Stored items:
►
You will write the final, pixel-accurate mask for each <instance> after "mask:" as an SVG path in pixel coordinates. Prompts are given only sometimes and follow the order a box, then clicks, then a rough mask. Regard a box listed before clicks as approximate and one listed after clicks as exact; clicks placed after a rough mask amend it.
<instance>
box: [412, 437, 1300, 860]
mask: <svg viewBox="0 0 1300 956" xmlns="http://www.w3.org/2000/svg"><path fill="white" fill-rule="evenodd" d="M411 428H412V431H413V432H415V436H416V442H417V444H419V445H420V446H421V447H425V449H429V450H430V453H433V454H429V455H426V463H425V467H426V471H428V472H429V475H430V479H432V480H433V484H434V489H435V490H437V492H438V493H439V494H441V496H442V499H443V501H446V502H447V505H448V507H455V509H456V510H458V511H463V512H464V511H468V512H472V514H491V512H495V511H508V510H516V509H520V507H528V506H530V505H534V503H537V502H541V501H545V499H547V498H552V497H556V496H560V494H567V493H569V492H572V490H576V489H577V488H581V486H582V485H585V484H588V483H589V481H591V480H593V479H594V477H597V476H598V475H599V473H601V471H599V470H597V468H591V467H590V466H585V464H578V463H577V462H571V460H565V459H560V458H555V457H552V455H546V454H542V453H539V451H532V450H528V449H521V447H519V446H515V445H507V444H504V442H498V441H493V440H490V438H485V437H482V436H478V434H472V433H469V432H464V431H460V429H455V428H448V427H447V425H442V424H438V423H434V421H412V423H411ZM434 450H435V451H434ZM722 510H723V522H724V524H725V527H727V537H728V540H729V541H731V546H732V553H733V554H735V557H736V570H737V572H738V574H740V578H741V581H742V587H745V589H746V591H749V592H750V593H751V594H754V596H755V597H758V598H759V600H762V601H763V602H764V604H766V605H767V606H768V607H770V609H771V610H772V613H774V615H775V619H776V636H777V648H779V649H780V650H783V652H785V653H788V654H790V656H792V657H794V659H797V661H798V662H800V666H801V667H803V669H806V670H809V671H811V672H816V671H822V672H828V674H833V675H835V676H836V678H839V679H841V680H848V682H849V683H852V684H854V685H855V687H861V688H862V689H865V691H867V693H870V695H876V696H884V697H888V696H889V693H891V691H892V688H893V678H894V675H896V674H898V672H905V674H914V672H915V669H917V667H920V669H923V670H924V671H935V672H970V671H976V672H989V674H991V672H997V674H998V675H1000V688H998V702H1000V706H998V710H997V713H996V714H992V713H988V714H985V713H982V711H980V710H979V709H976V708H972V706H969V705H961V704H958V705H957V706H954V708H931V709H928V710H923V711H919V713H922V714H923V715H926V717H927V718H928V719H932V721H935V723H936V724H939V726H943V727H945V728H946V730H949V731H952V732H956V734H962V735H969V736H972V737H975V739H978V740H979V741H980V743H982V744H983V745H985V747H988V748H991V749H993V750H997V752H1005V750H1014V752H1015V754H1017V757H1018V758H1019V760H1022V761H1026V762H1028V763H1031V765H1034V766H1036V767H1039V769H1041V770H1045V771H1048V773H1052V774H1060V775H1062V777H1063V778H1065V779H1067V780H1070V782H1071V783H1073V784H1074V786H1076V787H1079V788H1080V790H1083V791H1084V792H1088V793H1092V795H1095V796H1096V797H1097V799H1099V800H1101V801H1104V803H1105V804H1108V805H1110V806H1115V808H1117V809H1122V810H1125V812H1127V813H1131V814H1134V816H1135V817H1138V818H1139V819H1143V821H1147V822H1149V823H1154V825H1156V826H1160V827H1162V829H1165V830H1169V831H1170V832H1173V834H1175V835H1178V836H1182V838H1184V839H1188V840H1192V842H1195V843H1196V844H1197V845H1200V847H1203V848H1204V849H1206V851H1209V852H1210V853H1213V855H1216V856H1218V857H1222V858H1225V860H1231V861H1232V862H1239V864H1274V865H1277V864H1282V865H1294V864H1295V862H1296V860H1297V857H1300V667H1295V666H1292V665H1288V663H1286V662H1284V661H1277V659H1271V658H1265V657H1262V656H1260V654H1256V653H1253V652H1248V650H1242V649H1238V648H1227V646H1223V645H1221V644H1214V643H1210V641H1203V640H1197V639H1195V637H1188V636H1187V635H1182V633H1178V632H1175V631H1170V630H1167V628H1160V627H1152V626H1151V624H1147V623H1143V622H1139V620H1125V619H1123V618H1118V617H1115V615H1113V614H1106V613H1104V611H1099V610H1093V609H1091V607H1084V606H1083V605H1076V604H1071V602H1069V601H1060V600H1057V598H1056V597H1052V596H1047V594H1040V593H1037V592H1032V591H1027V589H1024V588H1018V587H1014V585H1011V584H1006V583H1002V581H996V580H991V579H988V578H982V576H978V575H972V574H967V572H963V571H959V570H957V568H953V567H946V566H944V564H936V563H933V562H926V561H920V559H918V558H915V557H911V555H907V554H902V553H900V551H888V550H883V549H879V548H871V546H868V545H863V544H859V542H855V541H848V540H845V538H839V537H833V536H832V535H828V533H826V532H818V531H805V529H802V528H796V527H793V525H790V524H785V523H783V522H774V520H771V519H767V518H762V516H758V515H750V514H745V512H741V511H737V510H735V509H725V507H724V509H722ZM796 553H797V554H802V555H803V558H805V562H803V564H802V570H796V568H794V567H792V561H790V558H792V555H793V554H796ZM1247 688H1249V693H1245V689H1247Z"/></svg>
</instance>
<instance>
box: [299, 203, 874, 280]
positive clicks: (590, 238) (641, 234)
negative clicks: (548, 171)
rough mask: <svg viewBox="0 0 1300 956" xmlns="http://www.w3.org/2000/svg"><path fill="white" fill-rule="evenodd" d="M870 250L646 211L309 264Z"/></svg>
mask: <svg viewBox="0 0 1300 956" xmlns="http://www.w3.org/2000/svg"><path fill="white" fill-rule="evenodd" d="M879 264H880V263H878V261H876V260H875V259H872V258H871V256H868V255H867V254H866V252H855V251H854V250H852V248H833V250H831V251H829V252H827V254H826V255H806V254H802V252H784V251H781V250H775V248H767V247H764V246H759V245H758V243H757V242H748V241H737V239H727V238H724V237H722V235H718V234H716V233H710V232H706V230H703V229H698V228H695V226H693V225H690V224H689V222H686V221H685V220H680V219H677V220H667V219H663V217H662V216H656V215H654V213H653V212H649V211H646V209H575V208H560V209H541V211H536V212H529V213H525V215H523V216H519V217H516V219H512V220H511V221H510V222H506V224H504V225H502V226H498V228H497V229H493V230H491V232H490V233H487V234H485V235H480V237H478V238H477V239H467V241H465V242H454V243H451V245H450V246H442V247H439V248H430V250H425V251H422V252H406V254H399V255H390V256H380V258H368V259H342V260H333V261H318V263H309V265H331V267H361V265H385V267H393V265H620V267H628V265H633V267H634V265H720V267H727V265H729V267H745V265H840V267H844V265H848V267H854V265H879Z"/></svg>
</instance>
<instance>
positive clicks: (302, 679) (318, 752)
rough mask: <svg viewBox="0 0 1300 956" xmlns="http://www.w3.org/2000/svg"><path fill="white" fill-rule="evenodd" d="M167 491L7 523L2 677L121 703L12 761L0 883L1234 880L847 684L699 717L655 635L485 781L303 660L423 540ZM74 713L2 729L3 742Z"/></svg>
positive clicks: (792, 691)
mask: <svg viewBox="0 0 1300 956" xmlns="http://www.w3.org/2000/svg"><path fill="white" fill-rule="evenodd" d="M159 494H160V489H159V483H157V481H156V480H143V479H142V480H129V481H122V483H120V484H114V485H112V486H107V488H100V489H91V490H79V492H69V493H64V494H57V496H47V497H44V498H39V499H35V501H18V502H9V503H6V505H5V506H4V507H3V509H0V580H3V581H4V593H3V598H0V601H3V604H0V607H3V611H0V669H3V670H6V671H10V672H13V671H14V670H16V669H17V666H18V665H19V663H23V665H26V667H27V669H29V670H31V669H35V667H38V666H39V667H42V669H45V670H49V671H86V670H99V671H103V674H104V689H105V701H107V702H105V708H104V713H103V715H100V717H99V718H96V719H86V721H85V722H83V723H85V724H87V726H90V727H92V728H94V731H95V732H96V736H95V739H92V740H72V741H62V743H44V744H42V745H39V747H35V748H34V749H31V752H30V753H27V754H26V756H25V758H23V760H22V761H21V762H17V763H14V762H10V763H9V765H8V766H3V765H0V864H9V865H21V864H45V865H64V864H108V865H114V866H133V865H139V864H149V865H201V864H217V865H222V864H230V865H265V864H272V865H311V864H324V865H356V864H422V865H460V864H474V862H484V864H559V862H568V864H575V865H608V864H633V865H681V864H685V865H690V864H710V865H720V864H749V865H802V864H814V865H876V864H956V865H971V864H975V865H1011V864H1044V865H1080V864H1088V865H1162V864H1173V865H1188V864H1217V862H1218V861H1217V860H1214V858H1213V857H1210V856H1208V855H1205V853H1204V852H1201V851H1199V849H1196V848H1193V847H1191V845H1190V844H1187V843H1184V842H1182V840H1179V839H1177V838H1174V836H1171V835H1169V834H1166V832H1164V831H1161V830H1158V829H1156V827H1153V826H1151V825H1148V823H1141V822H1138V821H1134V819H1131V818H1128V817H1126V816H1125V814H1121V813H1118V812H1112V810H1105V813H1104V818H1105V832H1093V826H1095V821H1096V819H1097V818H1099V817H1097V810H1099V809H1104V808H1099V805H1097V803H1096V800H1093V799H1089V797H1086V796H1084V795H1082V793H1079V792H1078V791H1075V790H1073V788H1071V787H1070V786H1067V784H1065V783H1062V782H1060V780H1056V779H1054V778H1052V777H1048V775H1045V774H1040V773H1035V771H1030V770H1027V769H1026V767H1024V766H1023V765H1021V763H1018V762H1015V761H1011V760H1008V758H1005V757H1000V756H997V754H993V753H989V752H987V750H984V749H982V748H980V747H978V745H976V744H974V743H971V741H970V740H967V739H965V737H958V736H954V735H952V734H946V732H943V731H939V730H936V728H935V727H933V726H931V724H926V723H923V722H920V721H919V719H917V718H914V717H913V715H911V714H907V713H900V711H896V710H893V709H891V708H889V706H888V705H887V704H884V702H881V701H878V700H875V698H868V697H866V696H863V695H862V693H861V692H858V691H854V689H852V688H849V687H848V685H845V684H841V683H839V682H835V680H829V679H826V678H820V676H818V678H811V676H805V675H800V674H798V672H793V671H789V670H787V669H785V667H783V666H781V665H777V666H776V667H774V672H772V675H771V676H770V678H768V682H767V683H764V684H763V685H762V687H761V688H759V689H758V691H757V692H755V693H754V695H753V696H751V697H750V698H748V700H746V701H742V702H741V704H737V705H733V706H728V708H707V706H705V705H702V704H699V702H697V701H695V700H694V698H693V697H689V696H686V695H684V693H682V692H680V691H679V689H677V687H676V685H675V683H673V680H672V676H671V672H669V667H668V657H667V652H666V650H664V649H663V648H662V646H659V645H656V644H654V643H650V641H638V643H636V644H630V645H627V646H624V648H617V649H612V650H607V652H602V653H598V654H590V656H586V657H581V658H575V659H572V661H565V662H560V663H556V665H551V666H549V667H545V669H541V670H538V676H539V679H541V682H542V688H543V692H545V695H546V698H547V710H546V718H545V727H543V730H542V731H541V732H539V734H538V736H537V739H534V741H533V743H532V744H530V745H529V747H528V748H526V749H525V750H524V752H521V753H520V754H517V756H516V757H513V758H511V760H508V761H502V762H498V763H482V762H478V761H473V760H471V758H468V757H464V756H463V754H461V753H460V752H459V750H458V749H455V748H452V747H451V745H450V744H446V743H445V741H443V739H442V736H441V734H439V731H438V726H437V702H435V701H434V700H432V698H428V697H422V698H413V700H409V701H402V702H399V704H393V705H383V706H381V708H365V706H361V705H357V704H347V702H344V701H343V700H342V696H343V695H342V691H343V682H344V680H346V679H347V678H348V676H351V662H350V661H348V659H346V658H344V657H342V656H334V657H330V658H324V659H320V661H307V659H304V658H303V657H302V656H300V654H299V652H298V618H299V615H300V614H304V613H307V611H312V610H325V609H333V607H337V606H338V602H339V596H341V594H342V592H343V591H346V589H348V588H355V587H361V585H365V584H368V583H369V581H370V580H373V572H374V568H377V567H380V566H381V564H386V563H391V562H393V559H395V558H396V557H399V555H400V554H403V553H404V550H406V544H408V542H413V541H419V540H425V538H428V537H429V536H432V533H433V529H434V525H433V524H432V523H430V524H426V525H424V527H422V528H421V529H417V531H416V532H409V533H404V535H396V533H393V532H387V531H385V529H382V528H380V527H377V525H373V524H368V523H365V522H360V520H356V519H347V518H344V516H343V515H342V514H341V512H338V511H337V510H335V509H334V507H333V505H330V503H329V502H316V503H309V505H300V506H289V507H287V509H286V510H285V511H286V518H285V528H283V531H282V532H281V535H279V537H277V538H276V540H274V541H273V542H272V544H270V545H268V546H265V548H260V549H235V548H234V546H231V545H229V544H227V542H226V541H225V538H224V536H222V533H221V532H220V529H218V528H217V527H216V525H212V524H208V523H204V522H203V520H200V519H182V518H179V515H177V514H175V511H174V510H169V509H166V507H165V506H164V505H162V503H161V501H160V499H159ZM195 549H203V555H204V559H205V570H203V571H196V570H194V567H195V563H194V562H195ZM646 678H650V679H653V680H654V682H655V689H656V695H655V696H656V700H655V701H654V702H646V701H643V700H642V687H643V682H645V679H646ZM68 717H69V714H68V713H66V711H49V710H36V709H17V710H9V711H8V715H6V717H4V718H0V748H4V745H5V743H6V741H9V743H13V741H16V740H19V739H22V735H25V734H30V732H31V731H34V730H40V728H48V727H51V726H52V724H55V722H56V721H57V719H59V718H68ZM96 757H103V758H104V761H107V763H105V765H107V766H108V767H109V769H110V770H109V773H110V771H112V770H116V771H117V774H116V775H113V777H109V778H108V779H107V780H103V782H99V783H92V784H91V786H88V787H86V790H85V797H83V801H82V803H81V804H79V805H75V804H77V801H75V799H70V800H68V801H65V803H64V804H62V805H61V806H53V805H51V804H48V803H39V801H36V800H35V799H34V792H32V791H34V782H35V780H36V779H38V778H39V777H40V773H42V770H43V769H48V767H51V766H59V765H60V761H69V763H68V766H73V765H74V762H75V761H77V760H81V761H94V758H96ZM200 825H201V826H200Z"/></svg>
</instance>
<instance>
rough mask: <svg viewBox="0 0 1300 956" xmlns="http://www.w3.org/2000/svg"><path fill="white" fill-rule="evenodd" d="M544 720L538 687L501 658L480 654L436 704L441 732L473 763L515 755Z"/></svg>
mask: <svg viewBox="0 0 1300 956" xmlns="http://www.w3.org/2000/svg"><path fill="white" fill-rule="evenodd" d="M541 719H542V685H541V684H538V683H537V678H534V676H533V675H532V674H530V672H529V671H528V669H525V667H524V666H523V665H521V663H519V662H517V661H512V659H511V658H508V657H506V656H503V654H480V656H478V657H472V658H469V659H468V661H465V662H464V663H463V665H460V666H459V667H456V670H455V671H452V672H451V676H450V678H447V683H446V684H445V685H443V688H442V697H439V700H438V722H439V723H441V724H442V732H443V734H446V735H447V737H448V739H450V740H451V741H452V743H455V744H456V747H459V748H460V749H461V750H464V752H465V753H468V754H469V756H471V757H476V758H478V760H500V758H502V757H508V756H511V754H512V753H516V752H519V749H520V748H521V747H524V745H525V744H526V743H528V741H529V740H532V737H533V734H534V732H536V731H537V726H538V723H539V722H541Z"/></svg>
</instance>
◄
Written task: Find every line in the data above that contains the string "positive", and copy each of those lines in full.

Output:
positive clicks: (590, 238) (641, 234)
positive clicks: (302, 679) (318, 752)
positive clicks: (792, 691)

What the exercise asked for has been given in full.